Start of Document excerpt

Category Archives: criticism

What’s the Problem?

Because communication is no longer a problem in our culture, that is to say, access to a large audience no longer requires a large capital investment, there is a belief that any individual should be able to pursue their passion without compromise. This is false.

Life is a web of compromises. Dropping everything to pursue my dream of writing art music would mean sacrificing things that are just as important to me, if not more so, than The Work. That is, if I wanted to pursue my dream in its purest from.

My dream is to spend hours creating beautiful canvases of sound that follow organic forms. I want to explore the limits of technology and music. I imagine trying to capture the sound of Love or Death or Joy. The means exist. If only I could translate that passion and its product into food and shelter. Then I could live the life that is so obviously within my reach, right? And with blogs and the Internet, that’s a breeze, right? Problem solved!

And that’s the source of my frustration. Not every artist has work that can be monetized. And not everyone wants to monetize her work. Does that mean that The Work isn’t important? Does that mean that the artist is a failure? Does that mean that this individual will not contribute to the canon or to the cultural consciousness? Clearly not.

I have been reading a lot lately about creativity and how it fits into the world today. From writing a memoir with no intention of publishing it to finding ways of sneaking in bits and pieces of what we consider to be our calling into our daily lives it seems to me that there has been a demonization of The Day Job in the life of a creative person. As a result, I started writing something down the other day and it won’t stop pouring out. I struck a nerve and it turns out that my relationship to my creative work and what I do for a living is important enough to me to take the time to explain it.

There is a lot of ranting to come. My inner monologue is pretty high pitched right now and the six people who read this blog will be subjected to my manifesto soon enough! But for now, this is a public declaration for accountability purposes. Getting this thing down is important to me and maybe it will be to you.

In the mean time, I am back in the studio tonight and recording more tunes for an upcoming collaboration. Stay tuned!

improvement

I came across something interesting this morning at kottke.org. It was this little tidbit:

“Using that definition, it’s interesting that you can’t figure out whether you’re any good or not from your 300 friends on Facebook, the 23 people who liked your Tumblr post, the 415 people you follow on Twitter, or the 15 people who faved your Flickr photo.”

Exactly! It’s impossible to know if one has any aptitude or ability through what is (erroneously) labeled as positive feedback. The only way to determine where you are in the process of developing your talent is through criticism and open discussion. A binary mechanism akin to the “Like” button isn’t going to tell you anything. It may indicate the number of people who actually invested time in your work by reading or looking or listening – and that is very valuable! – but it certainly won’t tell you if you’re getting closer to your goals.

End of Document excerpt
Start of Records shown

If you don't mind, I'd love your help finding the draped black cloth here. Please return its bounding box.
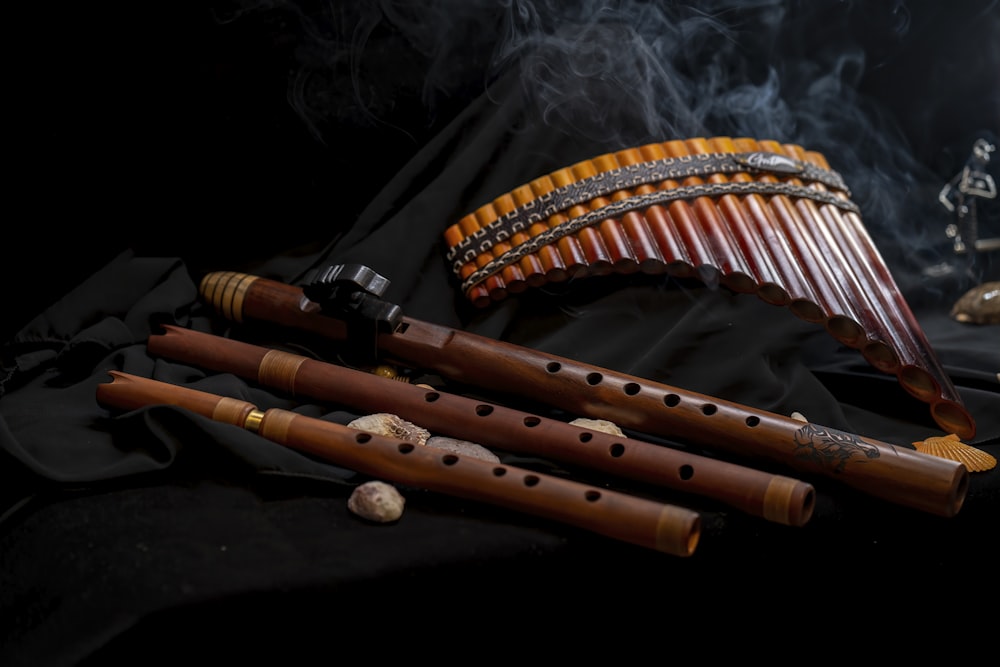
[0,3,1000,665]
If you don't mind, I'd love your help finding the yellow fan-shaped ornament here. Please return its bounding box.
[913,433,997,472]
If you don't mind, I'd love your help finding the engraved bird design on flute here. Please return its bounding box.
[794,424,880,472]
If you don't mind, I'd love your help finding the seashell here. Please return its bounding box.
[347,481,406,523]
[570,417,625,438]
[347,412,431,445]
[371,364,410,382]
[427,435,500,463]
[913,433,997,472]
[951,281,1000,324]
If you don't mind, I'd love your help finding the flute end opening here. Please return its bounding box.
[762,475,816,527]
[654,505,701,557]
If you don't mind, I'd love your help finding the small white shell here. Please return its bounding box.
[570,417,625,438]
[427,435,500,463]
[347,481,406,523]
[348,412,431,445]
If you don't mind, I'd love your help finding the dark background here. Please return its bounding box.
[2,0,1000,338]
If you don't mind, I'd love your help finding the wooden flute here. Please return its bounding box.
[147,325,815,526]
[97,371,701,557]
[199,271,969,517]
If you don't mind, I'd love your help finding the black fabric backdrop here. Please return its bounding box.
[0,2,1000,665]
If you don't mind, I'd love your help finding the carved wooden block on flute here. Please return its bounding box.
[444,137,975,439]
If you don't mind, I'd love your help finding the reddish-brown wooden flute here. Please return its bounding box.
[148,326,815,526]
[97,371,701,556]
[200,272,969,517]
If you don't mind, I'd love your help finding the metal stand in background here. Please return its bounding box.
[926,139,1000,324]
[938,139,1000,272]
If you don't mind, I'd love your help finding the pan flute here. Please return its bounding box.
[444,137,975,439]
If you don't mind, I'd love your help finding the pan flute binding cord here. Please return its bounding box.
[444,137,975,439]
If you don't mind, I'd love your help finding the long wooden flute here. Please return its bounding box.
[199,271,969,517]
[147,325,815,526]
[97,371,701,557]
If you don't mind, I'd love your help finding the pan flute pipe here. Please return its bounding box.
[97,371,701,557]
[199,271,969,517]
[444,137,975,439]
[147,325,815,526]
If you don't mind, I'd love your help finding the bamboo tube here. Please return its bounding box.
[97,371,701,557]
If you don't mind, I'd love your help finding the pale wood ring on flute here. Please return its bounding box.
[97,371,701,557]
[147,325,815,526]
[444,137,975,438]
[193,272,975,506]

End of Records shown

> Instructions:
A. In the blog post on creativity, reproduce the passage starting at "And that’s the" and ending at "consciousness? Clearly not.", swapping "artist" for "creator".
B. According to the blog post on creativity, why can't a button like "Like" tell someone whether they are improving? Answer in one to three sentences.
C. Go on with the blog post on creativity from the point where it stops.

> Results for each task:
A.
And that’s the source of my frustration. Not every creator has work that can be monetized. And not everyone wants to monetize her work. Does that mean that The Work isn’t important? Does that mean that the creator is a failure? Does that mean that this individual will not contribute to the canon or to the cultural consciousness? Clearly not.

B. It is only a binary mechanism. At most it shows how many people spent time reading, looking at, or listening to the work. It cannot show whether someone is getting closer to their goals, and the writer says only criticism and open discussion can do that.

C.
I have some people to whom I send my stuff. There are a few musicians and a few that aren’t. Getting a read on what I do from another musician might tell me how my music is changing. What am I doing differently? Has the quality slipped? Did I sound lost? These are the kinds of things that are difficult to know when listening to my own work. And let’s face it, in the bedroom studio to iPod listener chain of music that is rapidly becoming the new norm, it’s hard to get that feedback before something is released. So the input from other people who are musicians, though not doing the same kinds of things, is incredibly valuable.

My non-musician friends tell me how the rest of the world will hear my music. Since I’m aiming for an audience of 200 people, it’s a pretty small circle and my style tends to range at times. I wonder how I can keep the attention of a group that size. So it helps to hear something back from one of those collaborators (because that’s what they are) that might change the way I approach sequencing songs or whether or not something even makes the cut.

Did I mention that the people I have selected are brutally honest? That’s something else that is missing from the world of the re-tweet. I learned a long time ago that it takes just as much intestinal fortitude to give criticism as it does to take it. Sometimes more. And it is a talent in itself. To develop at all, an artist needs to have strong, trustworthy people around to assist in the process. Those folks are in short supply. They certainly aren’t the type to click “Like” and move on. The best stay and talk. They look for the weak spots. They find the imperfections in and recognize the center of the work. Remember, perfection means stasis. I’m glad I’m never perfect. That would be the end of it for me. A good critic will reach out and feed your talent by giving a potential direction for development. The answer to “what do I practice next?” always comes from someone who can see the thin spots. A great critic is a teacher.

That isn’t to say that I don’t really enjoy seeing all of the “Likes” – far from it! As I said, it means that someone is paying attention and has just made their network aware of my work. When I released Nothing of Consequence it was amazing to go to Facebook and see every status for two scrolling pages showing nothing but links to my album. That’s more exciting to me than the quick thumbs up. Sharing my work means a lot. We’ll see how I do in a couple of days with my new tunes.

Seek out good critics and when you find one, don’t let go!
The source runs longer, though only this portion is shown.